══ TESTO DI LETTURA

Ichino (Pd): «Le pensioni di anzianità hanno innalzato il debito. Meglio seguire il modello europeo»

Di Redazione
05 Dicembre 2011
L'on. Ichino a Radio Tempi ha parlato dell'attesa riforma delle pensioni del governo Monti. Una riforma, non ancora presentata, che ha visto la secca opposizione di Cgil, Cisl e Uil: «Le pensioni di anzianità saranno un punto nodale della riforma. E' necessario che l'Italia si allinei agli altri paesi europei, i quali non ammettono un modello pensionistico che non tenga conto dell'età anagrafica»

Il ministro del lavoro Elsa Fornero ha dichiarato che i contenuti della riforma delle pensioni saranno resi noti tra pochi giorni. Intanto però le maggiori sigle sindacali si sono dette estremamente preoccupate dalle anticipazioni emerse in materia di previdenza. Per capire cosa sta succedendo Radio Tempi ha intervistato il senatore del Partito democratico Pietro Ichino, esperto di diritto del lavoro.

Senatore, Cgl, Cisl e Uil hanno espresso con fermezza il loro “no” alla riforma del sistema pensionistico proposta dal premier Mario Monti. Qual è la sua poszione in merito?
Innanzitutto è doveroso precisare che non si conoscono nel dettaglio i contenuti della riforma che il Ministro del lavoro Elsa Fornero sta per presentare. Tuttavia si può provare a ipotizzare quali saranno i punti nodali della riforma. Sappiamo che il  problema principale è rappresentato dalle pensioni di anzianità, pensioni che non richiedono un requisito di età anagrafica, ma esclusivamente di anzianità di servizio e di contribuzione. Allo stato attuale si può ottenere la pensione di anzianità con 40 anni di contribuzione, all’interno dei quali si possono inserire gli anni per il conseguimento della laurea e tutti gli altri riscatti eventuali. Questo tipo di modello non esiste in nessun altro paese europeo: fuori dai confini italiani l’età anagrafica costituisce sempre un requisito fondamentale per il calcolo della pensione d’anzianità.

Quali sono quindi i problemi legati alle pensioni di anzianità?

════
══ DATI IN INGRESSO

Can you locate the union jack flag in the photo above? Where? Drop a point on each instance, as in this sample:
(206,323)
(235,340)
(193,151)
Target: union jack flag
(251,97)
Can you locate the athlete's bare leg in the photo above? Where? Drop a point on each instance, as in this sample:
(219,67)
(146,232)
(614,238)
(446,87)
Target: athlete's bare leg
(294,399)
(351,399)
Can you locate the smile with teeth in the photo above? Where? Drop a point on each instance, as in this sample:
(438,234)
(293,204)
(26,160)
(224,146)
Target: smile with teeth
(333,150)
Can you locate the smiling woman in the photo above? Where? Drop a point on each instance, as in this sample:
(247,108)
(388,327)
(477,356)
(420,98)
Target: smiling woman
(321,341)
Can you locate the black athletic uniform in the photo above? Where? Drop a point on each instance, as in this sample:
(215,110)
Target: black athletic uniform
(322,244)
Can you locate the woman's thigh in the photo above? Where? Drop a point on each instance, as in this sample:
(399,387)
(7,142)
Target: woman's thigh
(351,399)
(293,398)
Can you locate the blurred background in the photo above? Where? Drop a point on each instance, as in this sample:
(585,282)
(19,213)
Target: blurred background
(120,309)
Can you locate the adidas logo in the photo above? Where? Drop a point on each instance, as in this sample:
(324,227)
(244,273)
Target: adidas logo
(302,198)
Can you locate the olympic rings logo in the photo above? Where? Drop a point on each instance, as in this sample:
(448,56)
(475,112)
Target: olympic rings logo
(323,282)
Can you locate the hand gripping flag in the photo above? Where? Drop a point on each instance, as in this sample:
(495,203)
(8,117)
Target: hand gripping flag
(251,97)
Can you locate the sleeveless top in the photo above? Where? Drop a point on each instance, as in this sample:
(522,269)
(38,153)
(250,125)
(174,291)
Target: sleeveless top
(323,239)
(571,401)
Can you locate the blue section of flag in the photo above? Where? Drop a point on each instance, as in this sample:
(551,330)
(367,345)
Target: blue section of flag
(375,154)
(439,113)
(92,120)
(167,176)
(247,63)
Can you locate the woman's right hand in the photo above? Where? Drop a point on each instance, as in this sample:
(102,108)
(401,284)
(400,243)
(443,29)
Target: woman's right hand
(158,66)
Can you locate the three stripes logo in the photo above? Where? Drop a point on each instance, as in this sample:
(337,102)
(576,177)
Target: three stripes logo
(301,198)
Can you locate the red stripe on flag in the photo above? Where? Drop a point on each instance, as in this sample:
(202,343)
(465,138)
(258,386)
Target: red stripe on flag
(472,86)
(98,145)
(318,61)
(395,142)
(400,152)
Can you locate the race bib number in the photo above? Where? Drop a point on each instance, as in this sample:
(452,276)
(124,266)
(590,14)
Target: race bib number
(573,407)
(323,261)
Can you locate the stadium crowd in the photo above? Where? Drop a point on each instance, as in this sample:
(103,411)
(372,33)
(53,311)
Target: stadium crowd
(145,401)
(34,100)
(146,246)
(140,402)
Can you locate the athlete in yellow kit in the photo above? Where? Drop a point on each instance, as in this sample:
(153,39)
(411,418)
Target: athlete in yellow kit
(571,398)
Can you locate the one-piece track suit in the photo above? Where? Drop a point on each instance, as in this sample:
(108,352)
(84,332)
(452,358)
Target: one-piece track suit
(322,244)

════
══ DATI IN INGRESSO

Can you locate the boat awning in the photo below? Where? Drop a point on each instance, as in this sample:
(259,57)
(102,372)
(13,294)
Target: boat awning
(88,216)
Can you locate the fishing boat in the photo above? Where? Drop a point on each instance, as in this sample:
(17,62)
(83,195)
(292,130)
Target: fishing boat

════
══ DATI IN INGRESSO

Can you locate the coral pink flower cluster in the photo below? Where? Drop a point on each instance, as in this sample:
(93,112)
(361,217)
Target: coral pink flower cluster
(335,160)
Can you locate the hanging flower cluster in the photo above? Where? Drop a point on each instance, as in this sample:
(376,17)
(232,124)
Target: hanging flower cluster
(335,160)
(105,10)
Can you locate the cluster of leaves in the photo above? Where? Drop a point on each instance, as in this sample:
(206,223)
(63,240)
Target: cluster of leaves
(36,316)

════

(ELENCO ATTIVITÀ)
[A] Rispondi alle domande seguenti sull'articolo dedicato alla riforma delle pensioni:
(i) Chi è il ministro del lavoro nominato?
(ii) A quale partito appartiene il senatore Pietro Ichino?
(iii) Con quanti anni di contribuzione si ottiene oggi la pensione di anzianità?
[B] Riporta come elenco numerato le righe dei record dalla riga con "Can you locate the fishing" alla riga con "Target: fishing boat", entrambe incluse, tralasciando le righe vuote.

(LE SOLUZIONI)
[A]
(i) Elsa Fornero.
(ii) Al Partito democratico.
(iii) Con 40 anni di contribuzione.

[B]
1. Can you locate the fishing boat in the photo above? Where? Drop a point on each instance, as in this sample:
2. (17,62)
3. (83,195)
4. (292,130)
5. Target: fishing boat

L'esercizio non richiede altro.